▶ [Challenge A]: In the forum post, which operating system runs on the machine that serves as the condor host?
▶ [Challenge B]: Reproduce the passage of the forum post starting at "All the machines can run condor_q" and ending at "with queued jobs.".

[begin Document]

[Date Prev][Date Next][Thread Prev][Thread Next][Date Index][Thread Index]

[Condor-users] Linux machines wont comunicate with windows pool



Hi,
I have a pool of 5 machines, 3 running windows 2000, and two running
suse 9.3 professional, one of which has two processors.
The condor host is one of the windows machines. The windows machines
work as expected and can submit and run jobs.
All the machines can run condor_status and get the correct list of
machines in the pool.
All the machines can run condor_q and get their local queue.
When any of the machines run condor_q - global, I get "-- Failed to
fetch ads from: <***.***.***.***:1057> :
alsp-condorslv.alspac.bris.ac.uk CEDAR:6001:Failed to connect to
<***.***.***.***:1057>" for each of the Linux machines that have jobs
in their local queues. This message is returned, even when condor_q
-global is run on the Linux machine with queued jobs.
The Linux machines can see the local queues of the windows machines
with condor_q -global.
Jobs submitted by windows machines, set to require a Linux execute
machine do not run, and running condor_q -analyze gives "3 are
rejected by your job's requirements, 3 match, match, but reject the
job for unknown reasons".
Jobs submitted by Linux machines, set to require either a windows or
Linux execute machine do not run, and running condor_q -analyze gives
"3 are rejected by your job's requirements, 3 match, match, but reject
the job for unknown reasons".

[end Document]
[begin Listing]

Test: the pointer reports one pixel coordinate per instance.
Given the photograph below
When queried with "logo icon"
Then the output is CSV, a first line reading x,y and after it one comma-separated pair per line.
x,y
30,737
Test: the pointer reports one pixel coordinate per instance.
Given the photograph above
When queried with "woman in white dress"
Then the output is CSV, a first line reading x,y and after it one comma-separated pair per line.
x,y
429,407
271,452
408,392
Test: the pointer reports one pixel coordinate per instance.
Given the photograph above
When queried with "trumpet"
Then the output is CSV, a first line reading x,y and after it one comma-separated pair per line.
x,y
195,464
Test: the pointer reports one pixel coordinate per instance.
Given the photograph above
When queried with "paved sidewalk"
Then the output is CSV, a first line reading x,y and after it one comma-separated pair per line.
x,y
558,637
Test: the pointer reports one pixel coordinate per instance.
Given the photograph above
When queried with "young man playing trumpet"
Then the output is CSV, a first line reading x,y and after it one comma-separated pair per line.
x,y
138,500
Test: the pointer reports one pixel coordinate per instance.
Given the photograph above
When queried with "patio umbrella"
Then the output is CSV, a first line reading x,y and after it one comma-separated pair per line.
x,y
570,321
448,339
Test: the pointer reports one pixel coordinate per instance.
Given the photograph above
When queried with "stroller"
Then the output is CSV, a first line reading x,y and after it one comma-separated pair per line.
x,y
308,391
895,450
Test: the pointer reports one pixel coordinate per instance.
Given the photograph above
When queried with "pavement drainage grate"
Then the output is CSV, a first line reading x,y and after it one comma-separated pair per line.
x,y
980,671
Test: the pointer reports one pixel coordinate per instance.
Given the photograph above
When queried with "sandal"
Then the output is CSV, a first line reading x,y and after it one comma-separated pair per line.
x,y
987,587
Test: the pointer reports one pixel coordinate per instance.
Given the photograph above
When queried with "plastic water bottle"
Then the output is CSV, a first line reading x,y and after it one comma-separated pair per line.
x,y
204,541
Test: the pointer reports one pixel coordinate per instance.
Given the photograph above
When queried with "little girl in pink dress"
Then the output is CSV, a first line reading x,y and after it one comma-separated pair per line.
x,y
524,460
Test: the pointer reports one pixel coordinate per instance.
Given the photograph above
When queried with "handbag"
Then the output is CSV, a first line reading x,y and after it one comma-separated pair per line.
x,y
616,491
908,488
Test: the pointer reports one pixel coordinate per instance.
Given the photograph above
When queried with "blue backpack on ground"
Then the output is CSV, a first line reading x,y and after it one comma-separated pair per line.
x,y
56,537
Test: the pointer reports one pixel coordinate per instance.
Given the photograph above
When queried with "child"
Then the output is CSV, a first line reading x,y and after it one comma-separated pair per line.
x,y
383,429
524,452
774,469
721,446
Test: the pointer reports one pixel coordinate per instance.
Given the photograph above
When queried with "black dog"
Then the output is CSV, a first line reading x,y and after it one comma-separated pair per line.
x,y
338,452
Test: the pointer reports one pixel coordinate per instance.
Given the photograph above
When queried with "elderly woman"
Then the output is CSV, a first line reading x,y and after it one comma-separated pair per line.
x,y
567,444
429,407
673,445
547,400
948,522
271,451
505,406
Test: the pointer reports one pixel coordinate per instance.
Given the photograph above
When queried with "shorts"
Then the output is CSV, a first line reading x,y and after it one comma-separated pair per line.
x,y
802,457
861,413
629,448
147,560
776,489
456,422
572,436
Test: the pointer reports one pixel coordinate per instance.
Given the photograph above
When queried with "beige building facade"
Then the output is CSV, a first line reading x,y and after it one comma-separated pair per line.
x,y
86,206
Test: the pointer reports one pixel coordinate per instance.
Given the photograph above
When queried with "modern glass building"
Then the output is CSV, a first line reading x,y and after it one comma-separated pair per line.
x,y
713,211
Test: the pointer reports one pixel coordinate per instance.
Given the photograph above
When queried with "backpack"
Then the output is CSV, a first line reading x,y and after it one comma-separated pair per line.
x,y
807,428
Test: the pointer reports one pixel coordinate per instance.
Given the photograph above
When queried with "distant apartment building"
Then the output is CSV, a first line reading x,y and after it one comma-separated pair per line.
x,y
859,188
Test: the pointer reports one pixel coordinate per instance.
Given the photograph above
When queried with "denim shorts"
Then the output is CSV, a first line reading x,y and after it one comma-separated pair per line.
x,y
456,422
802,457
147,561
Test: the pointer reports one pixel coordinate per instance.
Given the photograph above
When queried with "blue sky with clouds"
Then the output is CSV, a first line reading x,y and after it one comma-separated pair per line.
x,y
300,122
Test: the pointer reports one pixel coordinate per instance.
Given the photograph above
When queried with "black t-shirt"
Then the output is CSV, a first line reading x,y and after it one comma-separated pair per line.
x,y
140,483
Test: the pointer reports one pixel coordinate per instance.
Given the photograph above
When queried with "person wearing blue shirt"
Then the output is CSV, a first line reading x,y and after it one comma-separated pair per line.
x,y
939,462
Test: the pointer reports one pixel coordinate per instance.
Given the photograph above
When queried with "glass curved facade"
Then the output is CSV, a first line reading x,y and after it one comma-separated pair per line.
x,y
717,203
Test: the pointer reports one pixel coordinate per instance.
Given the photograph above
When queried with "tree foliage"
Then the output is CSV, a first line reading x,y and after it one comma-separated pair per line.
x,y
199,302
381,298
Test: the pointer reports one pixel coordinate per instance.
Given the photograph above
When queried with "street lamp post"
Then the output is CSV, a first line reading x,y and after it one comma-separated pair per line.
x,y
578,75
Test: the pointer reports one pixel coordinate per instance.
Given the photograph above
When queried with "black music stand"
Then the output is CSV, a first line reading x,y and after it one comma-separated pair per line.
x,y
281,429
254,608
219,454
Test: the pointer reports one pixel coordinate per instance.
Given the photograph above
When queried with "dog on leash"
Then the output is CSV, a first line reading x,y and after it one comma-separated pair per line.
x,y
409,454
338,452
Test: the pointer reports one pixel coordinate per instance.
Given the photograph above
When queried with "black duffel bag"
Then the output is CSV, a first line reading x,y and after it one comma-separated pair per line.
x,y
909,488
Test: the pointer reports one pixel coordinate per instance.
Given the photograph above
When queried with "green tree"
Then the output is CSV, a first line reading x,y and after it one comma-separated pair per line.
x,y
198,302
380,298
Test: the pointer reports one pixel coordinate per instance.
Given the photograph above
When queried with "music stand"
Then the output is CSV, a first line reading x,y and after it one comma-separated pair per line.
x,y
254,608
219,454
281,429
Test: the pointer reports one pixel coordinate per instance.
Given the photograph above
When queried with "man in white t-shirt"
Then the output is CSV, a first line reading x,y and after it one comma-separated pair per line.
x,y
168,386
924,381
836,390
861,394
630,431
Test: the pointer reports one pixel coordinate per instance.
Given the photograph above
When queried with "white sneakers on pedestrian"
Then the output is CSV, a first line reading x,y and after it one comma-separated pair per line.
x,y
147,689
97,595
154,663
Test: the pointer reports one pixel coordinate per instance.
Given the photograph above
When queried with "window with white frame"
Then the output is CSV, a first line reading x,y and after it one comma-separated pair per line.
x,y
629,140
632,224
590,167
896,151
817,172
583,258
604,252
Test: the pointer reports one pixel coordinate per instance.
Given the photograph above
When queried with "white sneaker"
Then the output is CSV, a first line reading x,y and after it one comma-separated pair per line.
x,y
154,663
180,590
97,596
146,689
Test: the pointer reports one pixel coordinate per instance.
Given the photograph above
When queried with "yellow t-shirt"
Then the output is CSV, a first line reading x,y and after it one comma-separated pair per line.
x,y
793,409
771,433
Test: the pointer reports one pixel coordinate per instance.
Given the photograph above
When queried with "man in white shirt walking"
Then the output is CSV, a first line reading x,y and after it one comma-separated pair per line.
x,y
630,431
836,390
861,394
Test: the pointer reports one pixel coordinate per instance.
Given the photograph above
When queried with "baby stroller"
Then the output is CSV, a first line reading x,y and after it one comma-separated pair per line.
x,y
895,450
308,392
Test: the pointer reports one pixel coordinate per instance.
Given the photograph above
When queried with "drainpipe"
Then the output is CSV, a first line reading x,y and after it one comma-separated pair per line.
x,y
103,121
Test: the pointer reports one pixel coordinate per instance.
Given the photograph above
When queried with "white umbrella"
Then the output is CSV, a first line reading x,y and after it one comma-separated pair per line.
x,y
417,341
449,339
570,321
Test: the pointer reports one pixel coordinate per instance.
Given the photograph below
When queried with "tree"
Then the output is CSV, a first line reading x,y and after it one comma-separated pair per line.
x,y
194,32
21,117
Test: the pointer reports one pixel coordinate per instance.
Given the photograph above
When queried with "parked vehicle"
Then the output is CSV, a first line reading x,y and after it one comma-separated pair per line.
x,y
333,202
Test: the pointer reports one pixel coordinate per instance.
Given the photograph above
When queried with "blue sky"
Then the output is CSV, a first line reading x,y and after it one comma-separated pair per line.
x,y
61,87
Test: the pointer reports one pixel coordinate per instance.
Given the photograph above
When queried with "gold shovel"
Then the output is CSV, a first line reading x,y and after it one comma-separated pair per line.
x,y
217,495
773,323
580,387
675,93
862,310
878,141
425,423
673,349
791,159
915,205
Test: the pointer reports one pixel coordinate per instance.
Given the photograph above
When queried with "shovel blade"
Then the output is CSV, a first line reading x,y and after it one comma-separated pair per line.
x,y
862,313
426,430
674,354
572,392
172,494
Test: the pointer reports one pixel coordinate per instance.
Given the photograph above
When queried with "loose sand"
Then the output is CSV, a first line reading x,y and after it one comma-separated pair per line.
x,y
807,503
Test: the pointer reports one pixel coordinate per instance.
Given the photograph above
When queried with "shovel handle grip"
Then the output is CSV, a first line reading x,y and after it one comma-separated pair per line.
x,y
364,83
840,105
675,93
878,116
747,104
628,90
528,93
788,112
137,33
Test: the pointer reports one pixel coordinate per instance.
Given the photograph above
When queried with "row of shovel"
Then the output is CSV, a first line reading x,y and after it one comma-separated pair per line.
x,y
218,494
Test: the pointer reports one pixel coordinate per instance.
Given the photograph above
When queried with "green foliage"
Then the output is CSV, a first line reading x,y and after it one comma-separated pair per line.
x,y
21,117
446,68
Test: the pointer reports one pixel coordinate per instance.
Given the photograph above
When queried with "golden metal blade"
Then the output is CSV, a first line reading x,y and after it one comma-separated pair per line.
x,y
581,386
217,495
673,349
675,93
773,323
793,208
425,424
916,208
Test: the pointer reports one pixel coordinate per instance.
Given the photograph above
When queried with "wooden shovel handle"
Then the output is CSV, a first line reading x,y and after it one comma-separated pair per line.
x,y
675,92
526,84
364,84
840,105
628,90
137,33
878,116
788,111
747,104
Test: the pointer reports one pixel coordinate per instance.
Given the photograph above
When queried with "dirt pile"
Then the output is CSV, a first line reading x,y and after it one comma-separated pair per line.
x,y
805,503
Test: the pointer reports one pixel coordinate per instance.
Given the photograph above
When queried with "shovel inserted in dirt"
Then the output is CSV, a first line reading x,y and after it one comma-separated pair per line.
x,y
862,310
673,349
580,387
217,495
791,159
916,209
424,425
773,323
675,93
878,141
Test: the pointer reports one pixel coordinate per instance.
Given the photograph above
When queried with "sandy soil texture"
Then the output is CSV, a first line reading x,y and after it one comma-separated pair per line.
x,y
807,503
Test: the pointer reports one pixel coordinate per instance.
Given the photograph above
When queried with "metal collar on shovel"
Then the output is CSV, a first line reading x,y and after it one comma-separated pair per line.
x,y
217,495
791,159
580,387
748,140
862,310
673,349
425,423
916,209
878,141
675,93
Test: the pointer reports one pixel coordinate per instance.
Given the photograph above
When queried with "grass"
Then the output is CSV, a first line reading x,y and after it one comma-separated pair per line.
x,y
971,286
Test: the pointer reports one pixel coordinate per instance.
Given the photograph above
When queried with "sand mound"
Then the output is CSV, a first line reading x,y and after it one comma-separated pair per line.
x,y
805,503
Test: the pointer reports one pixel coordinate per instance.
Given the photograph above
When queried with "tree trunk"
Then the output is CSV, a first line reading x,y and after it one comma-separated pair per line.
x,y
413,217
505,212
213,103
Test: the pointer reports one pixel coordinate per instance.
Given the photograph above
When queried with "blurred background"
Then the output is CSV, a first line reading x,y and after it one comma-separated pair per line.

[end Listing]

▶ [Correct output A]: Windows 2000.

▶ [Correct output B]:
All the machines can run condor_q and get their local queue.
When any of the machines run condor_q - global, I get "-- Failed to
fetch ads from: <***.***.***.***:1057> :
alsp-condorslv.alspac.bris.ac.uk CEDAR:6001:Failed to connect to
<***.***.***.***:1057>" for each of the Linux machines that have jobs
in their local queues. This message is returned, even when condor_q
-global is run on the Linux machine with queued jobs.